§ YOUR INSTRUCTIONS: The answer must reproduce the listing exactly, with every picture left out.

§ DATA:
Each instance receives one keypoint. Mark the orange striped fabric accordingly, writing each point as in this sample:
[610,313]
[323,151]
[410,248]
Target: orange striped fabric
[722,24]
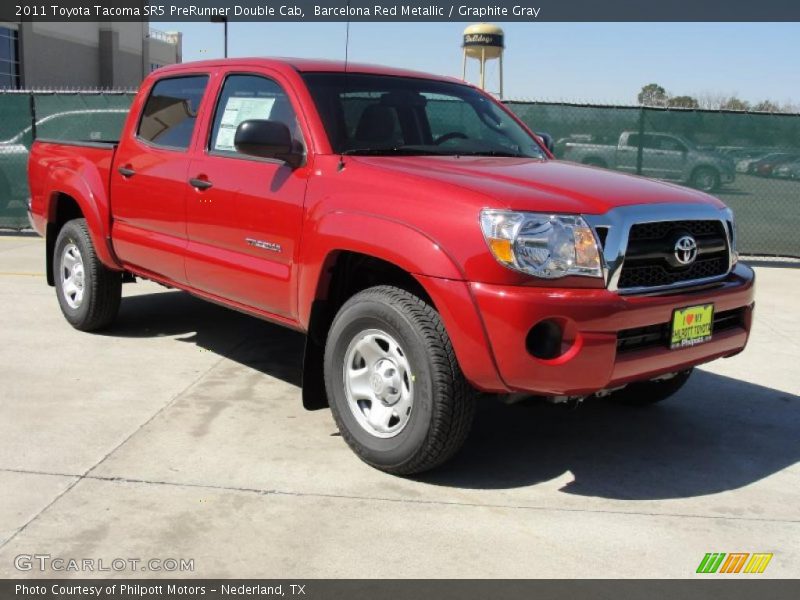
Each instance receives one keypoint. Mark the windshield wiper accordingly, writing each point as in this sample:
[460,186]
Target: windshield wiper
[389,151]
[504,153]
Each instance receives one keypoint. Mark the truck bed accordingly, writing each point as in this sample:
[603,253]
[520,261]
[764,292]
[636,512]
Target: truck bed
[84,167]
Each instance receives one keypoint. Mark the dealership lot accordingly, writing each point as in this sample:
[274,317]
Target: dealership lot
[179,434]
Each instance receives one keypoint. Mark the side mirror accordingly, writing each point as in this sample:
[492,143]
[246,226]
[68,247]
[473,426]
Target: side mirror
[547,139]
[266,139]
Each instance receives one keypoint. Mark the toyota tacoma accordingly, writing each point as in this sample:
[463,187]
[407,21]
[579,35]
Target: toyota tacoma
[419,234]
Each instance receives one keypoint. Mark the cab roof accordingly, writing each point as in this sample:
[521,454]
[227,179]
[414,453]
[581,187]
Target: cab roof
[305,65]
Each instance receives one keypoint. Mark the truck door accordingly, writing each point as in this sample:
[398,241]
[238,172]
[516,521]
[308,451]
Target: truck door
[244,214]
[148,183]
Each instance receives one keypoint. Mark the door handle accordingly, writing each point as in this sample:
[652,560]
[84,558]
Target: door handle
[200,184]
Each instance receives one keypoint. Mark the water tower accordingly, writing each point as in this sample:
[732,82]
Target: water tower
[484,42]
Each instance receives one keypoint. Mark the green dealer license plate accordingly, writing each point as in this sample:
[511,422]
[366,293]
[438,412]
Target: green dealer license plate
[691,325]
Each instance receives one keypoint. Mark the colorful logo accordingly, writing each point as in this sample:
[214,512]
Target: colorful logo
[735,562]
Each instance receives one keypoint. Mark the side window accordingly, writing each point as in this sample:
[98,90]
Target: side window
[170,112]
[671,144]
[246,97]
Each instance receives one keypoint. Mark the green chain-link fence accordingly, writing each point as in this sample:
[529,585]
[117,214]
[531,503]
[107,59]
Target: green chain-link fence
[750,160]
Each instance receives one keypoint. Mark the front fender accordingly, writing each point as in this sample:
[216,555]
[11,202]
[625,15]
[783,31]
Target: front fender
[419,255]
[88,191]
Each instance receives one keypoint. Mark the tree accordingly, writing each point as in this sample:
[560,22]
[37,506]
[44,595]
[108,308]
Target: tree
[653,95]
[683,102]
[733,103]
[767,106]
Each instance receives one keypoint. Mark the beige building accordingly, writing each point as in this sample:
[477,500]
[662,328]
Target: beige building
[83,55]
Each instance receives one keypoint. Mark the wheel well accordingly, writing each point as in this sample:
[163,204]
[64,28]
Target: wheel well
[65,209]
[343,275]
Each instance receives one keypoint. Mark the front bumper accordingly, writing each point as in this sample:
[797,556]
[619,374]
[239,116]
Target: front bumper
[595,317]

§ ANSWER FOR THE TASK:
Each instance receives one keypoint. Mark the orange striped fabric accordingly, writing each point as in this sample:
[610,313]
[323,151]
[410,248]
Target: orange striped fabric
[722,24]
Each instance receives one keypoint. Mark the windshield wiper accordingly, writing each point as in this sample:
[460,186]
Target: windshield wiper
[389,151]
[504,153]
Each instance receives one keypoint. Mark the truck bed accordingly, writing each point as in this sample:
[603,253]
[520,261]
[764,292]
[636,512]
Target: truck bed
[84,167]
Each instance receives one keypoint. Mark the dealership lot accordingly, writing each point as in this sample:
[274,317]
Target: dealership lot
[179,434]
Each instance receives one keypoint. Mark the side mirror accordingly, writing each point as in this sample:
[492,143]
[246,226]
[68,247]
[473,426]
Target: side mirror
[547,139]
[266,139]
Each instance receives one keypoint. Mark the toyota tacoma accordingly, writing each point as in this sample:
[463,187]
[407,21]
[579,35]
Target: toyota tacoma
[419,234]
Each instance receives one keypoint. Mark the cab roof accordingly, writing each point as in this sample:
[521,454]
[227,179]
[414,453]
[581,187]
Target: cab roof
[305,65]
Each instance receives one keypoint. Mark the truck door accordingly, writing each point as in this sample:
[398,241]
[238,172]
[516,521]
[308,451]
Target: truck door
[244,214]
[148,183]
Each instance receives one keypoint. Mark the door handle accordingly, writing each point as in this sample:
[652,560]
[84,558]
Target: door handle
[200,184]
Each instance receives one keypoint. Mark the water tower accordingly, writing each point as in this sample:
[732,82]
Target: water tower
[484,42]
Each instance receives one keypoint. Mark the green dealer license plate accordingly, writing each point as in this sample:
[511,422]
[366,293]
[438,412]
Target: green dealer license plate
[691,325]
Each instance receives one keypoint. Mark the colorful logo accordingly, writing each point as in this sample:
[214,512]
Target: colorful logo
[735,562]
Each instance receives one keypoint. Mark the side window accordingly, writing each point as in this sample:
[98,90]
Target: side window
[170,112]
[671,144]
[246,97]
Each instance receives one keypoint. Mark the green chain-link fence accordingly, writing each point as in this sample:
[529,585]
[117,214]
[531,503]
[107,59]
Target: green chain-link fence
[750,160]
Each instance receives one keypoint. Mark the front fender accordingly, writing each point as in this sample:
[216,555]
[11,202]
[625,15]
[783,31]
Target: front fender
[419,255]
[88,191]
Each instance receives one keypoint. Mark the tree accordingly, writing each point as in this sample:
[560,22]
[37,506]
[44,595]
[108,308]
Target: tree
[653,95]
[683,102]
[733,103]
[767,106]
Each instance receives one keypoint. Mark the beige building accordingly, writing each point as in this sample:
[477,500]
[662,328]
Target: beige building
[83,55]
Each instance receives one keypoint. Mark the wheel well accordingly, writing each point as in this sample:
[163,204]
[64,28]
Target: wheel well
[65,209]
[343,275]
Each instance receives one keypoint. Mark the front bumper accordingly, writing each point as in this sample:
[797,556]
[619,374]
[239,116]
Target: front bumper
[595,317]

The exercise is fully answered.